Go through the data that follows and restate each line exactly as it reads.

■ ■ ■ ■ ■

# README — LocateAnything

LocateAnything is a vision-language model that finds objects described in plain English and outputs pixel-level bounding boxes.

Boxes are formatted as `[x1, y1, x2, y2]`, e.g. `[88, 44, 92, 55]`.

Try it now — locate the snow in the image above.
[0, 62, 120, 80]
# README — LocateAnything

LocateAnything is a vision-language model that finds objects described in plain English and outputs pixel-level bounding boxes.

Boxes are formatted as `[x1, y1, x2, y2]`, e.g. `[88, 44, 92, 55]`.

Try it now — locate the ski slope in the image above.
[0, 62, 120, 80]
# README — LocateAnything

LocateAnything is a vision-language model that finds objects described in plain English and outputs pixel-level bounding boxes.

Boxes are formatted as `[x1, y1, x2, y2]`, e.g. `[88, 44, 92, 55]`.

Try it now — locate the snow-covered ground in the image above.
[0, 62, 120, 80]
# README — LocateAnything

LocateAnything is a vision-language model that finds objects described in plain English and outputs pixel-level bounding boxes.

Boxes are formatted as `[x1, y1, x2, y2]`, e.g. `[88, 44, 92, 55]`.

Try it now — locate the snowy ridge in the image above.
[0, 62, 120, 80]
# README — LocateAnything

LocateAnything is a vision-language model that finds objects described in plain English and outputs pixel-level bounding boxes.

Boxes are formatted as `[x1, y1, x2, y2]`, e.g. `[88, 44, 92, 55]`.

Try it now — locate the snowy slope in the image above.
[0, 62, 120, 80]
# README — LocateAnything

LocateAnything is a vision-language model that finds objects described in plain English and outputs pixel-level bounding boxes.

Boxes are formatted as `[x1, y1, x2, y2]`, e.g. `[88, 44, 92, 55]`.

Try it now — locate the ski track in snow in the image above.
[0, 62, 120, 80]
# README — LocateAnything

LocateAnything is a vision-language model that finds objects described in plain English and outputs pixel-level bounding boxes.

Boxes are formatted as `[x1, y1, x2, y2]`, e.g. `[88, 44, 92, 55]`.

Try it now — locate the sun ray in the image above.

■ ■ ■ ■ ■

* RESPONSE TO THIS TASK:
# README — LocateAnything

LocateAnything is a vision-language model that finds objects described in plain English and outputs pixel-level bounding boxes.

Boxes are formatted as `[x1, y1, x2, y2]`, e.g. `[88, 44, 92, 55]`.

Try it now — locate the snow in the image above.
[0, 62, 120, 80]
# README — LocateAnything

LocateAnything is a vision-language model that finds objects described in plain English and outputs pixel-level bounding boxes.

Boxes are formatted as `[x1, y1, x2, y2]`, e.g. `[88, 44, 92, 55]`.

Try it now — locate the ski slope in the image above.
[0, 62, 120, 80]
# README — LocateAnything

LocateAnything is a vision-language model that finds objects described in plain English and outputs pixel-level bounding boxes.

Boxes are formatted as `[x1, y1, x2, y2]`, e.g. `[88, 44, 92, 55]`.

Try it now — locate the snow-covered ground in the image above.
[0, 62, 120, 80]
# README — LocateAnything

LocateAnything is a vision-language model that finds objects described in plain English and outputs pixel-level bounding boxes.

Boxes are formatted as `[x1, y1, x2, y2]`, e.g. `[88, 44, 92, 55]`.

Try it now — locate the snowy ridge in the image above.
[0, 62, 120, 80]
# README — LocateAnything

LocateAnything is a vision-language model that finds objects described in plain English and outputs pixel-level bounding boxes.

Boxes are formatted as `[x1, y1, x2, y2]`, e.g. `[88, 44, 92, 55]`.

Try it now — locate the snowy slope in the image above.
[0, 62, 120, 80]
# README — LocateAnything

LocateAnything is a vision-language model that finds objects described in plain English and outputs pixel-level bounding boxes.

Boxes are formatted as `[x1, y1, x2, y2]`, e.g. `[88, 44, 92, 55]`.

Try it now — locate the ski track in snow in the image above.
[0, 62, 120, 80]
# README — LocateAnything

LocateAnything is a vision-language model that finds objects described in plain English and outputs pixel-level bounding boxes.

Boxes are formatted as `[x1, y1, x2, y2]`, e.g. `[88, 44, 92, 55]`.

Try it now — locate the sun ray in the image above.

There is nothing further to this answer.